(Data items)
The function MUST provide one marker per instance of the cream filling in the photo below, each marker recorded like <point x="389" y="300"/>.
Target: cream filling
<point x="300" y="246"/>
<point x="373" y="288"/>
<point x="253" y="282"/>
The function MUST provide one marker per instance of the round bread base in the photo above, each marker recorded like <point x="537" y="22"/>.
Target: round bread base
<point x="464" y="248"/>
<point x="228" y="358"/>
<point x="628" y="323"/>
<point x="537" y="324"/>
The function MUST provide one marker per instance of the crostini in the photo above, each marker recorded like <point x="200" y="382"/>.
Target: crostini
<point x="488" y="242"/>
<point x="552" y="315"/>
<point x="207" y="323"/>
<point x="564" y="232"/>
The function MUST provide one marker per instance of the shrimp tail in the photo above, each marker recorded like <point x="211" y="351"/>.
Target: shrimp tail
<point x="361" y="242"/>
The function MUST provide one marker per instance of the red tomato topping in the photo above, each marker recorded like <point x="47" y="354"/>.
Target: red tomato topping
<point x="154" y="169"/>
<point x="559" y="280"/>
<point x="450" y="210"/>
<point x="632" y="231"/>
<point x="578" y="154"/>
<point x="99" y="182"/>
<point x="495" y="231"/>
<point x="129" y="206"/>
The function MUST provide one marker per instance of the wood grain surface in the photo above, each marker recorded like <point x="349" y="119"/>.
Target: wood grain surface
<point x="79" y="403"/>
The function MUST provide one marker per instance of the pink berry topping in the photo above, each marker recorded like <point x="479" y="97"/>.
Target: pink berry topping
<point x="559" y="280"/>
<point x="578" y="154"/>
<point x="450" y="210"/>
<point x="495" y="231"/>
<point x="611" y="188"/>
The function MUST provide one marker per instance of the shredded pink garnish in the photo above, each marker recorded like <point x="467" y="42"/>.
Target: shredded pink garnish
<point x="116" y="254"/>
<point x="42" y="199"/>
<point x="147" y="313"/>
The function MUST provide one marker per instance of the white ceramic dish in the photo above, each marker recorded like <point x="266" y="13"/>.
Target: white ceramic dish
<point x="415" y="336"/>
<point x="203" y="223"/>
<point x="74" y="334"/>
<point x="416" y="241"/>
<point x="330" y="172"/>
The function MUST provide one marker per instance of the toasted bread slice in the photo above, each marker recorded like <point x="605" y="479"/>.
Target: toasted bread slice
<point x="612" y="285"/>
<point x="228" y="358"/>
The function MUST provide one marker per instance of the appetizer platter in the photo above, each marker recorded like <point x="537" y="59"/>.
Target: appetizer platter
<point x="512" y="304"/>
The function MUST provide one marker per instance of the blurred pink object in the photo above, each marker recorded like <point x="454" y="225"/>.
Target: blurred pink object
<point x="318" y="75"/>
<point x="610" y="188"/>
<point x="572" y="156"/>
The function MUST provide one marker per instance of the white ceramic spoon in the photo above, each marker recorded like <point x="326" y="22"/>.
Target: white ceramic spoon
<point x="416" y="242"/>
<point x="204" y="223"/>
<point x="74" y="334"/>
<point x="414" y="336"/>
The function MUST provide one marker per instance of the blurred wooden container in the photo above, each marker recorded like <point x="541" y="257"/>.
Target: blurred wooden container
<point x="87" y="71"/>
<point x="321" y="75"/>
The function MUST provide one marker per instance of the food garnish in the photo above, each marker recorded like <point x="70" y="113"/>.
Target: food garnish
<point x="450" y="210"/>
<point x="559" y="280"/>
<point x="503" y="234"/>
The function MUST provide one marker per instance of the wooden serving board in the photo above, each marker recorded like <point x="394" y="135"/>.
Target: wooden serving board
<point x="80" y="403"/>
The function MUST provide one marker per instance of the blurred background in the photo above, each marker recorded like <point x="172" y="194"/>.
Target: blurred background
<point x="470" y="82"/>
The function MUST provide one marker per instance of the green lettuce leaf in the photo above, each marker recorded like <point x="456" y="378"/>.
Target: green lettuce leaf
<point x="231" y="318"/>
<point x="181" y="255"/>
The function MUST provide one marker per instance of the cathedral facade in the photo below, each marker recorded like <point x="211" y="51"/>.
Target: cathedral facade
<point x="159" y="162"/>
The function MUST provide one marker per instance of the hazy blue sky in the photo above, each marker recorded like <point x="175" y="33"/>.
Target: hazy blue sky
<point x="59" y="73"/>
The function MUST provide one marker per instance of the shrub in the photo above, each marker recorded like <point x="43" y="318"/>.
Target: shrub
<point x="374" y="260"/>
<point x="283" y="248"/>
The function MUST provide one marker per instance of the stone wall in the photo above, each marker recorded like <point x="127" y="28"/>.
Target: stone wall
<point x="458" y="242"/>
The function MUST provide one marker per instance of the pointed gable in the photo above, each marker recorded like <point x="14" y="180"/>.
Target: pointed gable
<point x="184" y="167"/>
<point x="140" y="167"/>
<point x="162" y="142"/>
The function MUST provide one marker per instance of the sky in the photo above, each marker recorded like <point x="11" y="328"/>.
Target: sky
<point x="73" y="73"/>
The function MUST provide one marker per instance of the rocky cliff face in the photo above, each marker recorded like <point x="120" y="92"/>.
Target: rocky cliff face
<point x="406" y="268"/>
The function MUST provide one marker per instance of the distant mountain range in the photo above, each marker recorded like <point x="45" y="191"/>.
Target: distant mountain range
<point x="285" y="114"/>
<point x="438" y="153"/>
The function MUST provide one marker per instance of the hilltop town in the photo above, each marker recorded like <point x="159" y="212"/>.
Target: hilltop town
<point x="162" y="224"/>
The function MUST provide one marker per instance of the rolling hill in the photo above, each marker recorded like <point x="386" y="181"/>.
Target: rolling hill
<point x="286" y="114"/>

**EXERCISE DIRECTIONS**
Scan the records for the word "below". Copy each line where it turns up.

**OUTPUT**
The function MUST provide one marker per instance of the cream filling in the photo below, each marker recorded like <point x="389" y="300"/>.
The function MUST provide one marker per instance of the cathedral facade in the photo below, each marker recorded like <point x="211" y="51"/>.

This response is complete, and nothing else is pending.